Lay out the data from the line containing "identify the thin" up to and including the line containing "[[138, 118], [593, 309]]" as a JSON list of strings, one string per line. Omit blank lines.

— Start of EXTRACTED ENTRIES —

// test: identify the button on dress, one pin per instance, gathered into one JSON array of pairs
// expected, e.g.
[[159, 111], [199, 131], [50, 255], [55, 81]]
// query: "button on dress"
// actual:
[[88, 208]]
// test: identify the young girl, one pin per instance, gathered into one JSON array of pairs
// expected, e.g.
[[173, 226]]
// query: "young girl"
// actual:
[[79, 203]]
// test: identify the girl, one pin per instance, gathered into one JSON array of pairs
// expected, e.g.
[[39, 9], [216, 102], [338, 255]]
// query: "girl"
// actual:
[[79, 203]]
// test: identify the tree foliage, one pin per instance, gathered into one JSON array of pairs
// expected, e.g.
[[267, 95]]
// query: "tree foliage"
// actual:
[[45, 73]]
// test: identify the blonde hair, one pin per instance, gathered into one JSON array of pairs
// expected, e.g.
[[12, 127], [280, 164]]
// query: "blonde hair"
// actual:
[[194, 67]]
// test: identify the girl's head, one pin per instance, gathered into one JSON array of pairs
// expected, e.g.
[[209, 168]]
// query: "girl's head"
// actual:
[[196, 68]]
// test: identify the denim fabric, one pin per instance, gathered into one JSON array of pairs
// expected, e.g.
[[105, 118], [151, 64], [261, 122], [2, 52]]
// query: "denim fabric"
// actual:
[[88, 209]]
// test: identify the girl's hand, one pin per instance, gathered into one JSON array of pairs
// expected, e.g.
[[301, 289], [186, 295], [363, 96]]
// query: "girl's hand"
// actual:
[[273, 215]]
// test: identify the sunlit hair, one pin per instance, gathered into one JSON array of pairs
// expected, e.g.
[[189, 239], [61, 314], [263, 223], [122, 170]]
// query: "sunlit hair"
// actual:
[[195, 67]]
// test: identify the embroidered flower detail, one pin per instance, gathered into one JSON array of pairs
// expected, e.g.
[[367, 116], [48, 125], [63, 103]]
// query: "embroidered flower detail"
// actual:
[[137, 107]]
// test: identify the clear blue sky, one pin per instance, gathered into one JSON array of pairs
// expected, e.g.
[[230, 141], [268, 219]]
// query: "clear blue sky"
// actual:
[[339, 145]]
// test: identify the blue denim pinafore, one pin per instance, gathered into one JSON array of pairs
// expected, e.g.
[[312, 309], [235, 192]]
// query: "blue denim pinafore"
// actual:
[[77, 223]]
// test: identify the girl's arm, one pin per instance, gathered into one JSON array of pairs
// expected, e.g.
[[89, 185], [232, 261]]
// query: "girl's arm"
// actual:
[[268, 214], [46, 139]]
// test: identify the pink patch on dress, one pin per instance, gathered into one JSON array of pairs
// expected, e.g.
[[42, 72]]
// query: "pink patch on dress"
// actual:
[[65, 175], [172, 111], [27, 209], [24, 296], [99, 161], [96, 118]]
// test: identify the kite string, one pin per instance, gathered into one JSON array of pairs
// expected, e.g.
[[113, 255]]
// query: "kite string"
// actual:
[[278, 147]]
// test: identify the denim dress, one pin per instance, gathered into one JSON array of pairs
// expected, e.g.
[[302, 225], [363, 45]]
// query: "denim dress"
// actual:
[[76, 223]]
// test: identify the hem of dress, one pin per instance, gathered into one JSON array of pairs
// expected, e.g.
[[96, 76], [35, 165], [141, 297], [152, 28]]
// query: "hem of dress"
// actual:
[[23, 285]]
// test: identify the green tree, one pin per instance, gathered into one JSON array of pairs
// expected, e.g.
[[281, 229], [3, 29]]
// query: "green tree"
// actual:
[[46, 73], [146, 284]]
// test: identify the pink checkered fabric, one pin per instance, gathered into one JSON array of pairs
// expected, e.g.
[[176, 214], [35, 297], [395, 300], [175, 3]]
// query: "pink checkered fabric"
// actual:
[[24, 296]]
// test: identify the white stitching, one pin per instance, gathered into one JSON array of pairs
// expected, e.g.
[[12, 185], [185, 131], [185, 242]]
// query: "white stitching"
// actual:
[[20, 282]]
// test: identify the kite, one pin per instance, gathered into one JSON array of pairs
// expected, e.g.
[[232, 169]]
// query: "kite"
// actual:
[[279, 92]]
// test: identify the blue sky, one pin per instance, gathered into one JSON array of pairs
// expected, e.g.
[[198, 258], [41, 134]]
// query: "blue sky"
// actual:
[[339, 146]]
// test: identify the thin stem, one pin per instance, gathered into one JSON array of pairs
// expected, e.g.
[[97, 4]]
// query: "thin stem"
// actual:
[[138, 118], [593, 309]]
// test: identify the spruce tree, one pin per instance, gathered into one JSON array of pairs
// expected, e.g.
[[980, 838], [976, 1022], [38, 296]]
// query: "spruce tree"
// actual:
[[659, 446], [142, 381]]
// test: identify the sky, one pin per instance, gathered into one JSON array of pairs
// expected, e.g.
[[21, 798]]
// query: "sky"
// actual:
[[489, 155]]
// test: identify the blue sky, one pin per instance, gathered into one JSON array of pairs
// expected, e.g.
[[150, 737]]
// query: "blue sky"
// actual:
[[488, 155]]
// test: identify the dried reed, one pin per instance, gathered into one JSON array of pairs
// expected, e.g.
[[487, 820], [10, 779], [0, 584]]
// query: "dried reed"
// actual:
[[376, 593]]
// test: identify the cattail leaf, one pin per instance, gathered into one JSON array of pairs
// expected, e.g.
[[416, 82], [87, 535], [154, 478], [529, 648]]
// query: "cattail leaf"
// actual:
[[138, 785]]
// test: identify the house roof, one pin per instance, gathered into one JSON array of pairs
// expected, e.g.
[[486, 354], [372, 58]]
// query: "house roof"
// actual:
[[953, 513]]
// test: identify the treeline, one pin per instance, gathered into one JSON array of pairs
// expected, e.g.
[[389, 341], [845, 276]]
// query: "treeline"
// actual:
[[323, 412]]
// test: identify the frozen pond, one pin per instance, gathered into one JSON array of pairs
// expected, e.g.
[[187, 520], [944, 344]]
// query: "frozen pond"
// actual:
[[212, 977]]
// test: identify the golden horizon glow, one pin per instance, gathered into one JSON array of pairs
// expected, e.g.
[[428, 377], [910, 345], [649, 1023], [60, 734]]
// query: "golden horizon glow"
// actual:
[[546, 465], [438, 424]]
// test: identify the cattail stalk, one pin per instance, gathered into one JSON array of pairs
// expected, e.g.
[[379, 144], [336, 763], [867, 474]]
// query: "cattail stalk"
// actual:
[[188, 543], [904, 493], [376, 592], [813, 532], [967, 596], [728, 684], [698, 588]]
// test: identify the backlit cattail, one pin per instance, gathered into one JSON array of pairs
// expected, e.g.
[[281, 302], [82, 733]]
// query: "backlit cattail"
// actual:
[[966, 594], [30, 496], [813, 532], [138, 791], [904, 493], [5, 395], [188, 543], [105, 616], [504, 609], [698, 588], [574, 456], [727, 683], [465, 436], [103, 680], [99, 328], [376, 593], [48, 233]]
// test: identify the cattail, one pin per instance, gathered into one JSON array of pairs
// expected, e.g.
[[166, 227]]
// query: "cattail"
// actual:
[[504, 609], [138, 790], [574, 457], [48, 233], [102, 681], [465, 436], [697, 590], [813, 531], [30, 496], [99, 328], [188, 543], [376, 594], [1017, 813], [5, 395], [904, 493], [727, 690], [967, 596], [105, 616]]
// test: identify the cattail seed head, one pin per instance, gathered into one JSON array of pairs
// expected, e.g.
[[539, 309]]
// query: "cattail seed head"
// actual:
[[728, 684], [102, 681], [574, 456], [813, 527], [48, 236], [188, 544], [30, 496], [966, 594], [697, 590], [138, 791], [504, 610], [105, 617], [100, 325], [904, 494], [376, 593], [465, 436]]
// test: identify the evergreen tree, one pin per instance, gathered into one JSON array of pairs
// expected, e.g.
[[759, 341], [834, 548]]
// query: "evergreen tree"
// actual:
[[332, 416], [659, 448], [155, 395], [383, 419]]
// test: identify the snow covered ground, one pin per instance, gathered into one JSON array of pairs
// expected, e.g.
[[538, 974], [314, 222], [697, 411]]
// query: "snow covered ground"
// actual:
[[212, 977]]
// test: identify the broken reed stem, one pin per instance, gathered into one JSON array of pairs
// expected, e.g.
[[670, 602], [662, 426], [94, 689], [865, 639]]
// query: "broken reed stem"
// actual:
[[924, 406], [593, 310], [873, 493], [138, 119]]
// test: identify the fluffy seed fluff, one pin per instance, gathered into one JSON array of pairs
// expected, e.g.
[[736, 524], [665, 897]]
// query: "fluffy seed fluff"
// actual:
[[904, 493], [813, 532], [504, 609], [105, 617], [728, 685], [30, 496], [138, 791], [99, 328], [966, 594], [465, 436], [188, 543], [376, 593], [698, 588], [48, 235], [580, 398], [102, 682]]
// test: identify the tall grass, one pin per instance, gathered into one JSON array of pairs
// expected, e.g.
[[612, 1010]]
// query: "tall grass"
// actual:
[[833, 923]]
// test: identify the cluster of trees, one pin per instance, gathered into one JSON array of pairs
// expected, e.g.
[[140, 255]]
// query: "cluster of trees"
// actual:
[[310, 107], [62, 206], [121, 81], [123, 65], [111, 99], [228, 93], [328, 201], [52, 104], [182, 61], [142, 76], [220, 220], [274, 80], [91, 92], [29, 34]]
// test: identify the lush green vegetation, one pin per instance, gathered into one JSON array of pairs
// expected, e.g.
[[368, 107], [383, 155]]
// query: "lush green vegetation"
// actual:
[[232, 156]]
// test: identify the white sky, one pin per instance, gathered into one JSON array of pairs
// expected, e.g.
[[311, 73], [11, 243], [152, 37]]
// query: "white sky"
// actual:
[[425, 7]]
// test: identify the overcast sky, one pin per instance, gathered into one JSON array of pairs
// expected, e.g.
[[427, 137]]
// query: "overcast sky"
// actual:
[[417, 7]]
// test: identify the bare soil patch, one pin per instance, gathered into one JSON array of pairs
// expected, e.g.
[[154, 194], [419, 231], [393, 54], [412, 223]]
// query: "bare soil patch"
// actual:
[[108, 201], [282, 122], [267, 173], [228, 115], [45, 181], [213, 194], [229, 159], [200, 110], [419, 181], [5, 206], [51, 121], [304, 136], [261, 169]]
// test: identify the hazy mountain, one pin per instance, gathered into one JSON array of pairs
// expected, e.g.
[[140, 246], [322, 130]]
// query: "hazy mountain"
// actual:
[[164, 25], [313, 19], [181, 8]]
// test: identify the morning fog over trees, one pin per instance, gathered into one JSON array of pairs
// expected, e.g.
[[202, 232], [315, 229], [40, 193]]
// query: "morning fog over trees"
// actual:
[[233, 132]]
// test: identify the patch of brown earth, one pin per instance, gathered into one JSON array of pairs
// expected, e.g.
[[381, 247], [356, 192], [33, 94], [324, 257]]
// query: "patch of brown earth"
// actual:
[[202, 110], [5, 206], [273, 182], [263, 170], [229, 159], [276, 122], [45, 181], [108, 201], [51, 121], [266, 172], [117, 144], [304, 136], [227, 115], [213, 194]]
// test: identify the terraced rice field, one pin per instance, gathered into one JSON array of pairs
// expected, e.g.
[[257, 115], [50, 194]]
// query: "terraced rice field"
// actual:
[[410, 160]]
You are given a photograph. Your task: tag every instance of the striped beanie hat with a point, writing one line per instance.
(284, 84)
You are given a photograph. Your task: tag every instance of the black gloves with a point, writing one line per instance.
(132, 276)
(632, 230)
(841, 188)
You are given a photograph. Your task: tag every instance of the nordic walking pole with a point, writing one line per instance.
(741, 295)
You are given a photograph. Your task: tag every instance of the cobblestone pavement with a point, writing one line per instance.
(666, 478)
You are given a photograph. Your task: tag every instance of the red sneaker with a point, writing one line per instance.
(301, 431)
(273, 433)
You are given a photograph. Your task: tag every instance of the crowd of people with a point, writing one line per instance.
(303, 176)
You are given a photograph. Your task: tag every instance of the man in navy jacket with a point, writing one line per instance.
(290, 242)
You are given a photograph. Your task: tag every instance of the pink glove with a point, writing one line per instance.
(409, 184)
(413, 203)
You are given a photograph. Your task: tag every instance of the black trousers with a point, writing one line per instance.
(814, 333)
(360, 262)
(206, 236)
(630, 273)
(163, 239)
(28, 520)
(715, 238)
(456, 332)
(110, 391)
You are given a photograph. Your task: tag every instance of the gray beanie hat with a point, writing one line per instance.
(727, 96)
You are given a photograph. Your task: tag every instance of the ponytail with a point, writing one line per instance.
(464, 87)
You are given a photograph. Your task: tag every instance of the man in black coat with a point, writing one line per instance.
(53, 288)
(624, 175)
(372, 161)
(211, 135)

— End of EXTRACTED ENTRIES —

◆ TASK RESULT:
[
  "// test: identify the thin stem, one pin per instance, gathered into one JSON array of pairs",
  "// expected, e.g.",
  "[[97, 4]]",
  "// query: \"thin stem\"",
  "// actual:",
  "[[138, 118], [593, 309]]"
]